*Passage shown*:
☆ ☆ ☆ ☆ ☆
Meanwhile, the Queen was dead and because all television and fun was cancelled (the Queen must have really hated fun and many common aspects of life considering how much of it was now seen as inappropriate all of a sudden) thousands joined a queue to pass the time and show other countries just how correct their reductive stereotypes of Britishness can be. We either queued or watched the queue, which was streamed 24 hours a day on the BBC, which now went by the name MournHub.

And yet there was still enough time for Ian Brown to tour as a karaoke act and for Johnny Borrell to launch a new band called Jealous Nostrils – a classic politician play, that, sneaking some awful news out while the country’s attention is elsewhere, probably queuing.

All other music was cancelled. The Queen had died. It just wasn’t appropriate.


In many ways Kanye succeeded in making October all about himself from the moment he wore his White Lives Matter T-shirt at Paris Fashion Week. Anti-Semitic remarks online and in a Fox interview followed, and more and more reports of West’s hate speak and racism in recent years. No jokes to be made here, but it feels like the tide has finally turned against West and that he won’t be excused for his behaviour due to his mental health issues or his supposed genius. It’d help if everyone stopped talking about him all the time, so to point our lens at the music of October, two artists managed to successfully drown out the sad news that Blink-182 were reforming – world-enders Taylor Swift and Arctic Monkeys. It was pretty much more of the same from each of them in terms of their preceding albums, and on an Arctic Monkeys front, at least, that was a good thing. It wasn’t all gold on The Car, but ‘Sculptures of Anything Goes’ couldn’t even be ruined by that unfortunately accurate tweet likening it to Vic Reeves’ Club Singer.
☆ ☆ ☆ ☆ ☆
*Information shown*:
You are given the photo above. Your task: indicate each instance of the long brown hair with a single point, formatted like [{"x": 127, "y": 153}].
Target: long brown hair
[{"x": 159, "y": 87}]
☆ ☆ ☆ ☆ ☆
*Task requirements*:
[A] Rewrite the part of the review starting with "Meanwhile, the Queen" and going on through "the name MournHub.", putting "GriefHub" in place of "MournHub".
[B] In the review, what is the name of the new band that Johnny Borrell launched?
[C] Why does the review call the launch of Johnny Borrell's new band "a classic politician play"?
Work from the review alone and set the listing aside.

*Task answers*:
[A]
Meanwhile, the Queen was dead and because all television and fun was cancelled (the Queen must have really hated fun and many common aspects of life considering how much of it was now seen as inappropriate all of a sudden) thousands joined a queue to pass the time and show other countries just how correct their reductive stereotypes of Britishness can be. We either queued or watched the queue, which was streamed 24 hours a day on the BBC, which now went by the name GriefHub.

[B] Jealous Nostrils.

[C] Politicians sneak out awful news while the country's attention is elsewhere. The band was launched while the country was distracted by the Queen's death, probably while people were queuing.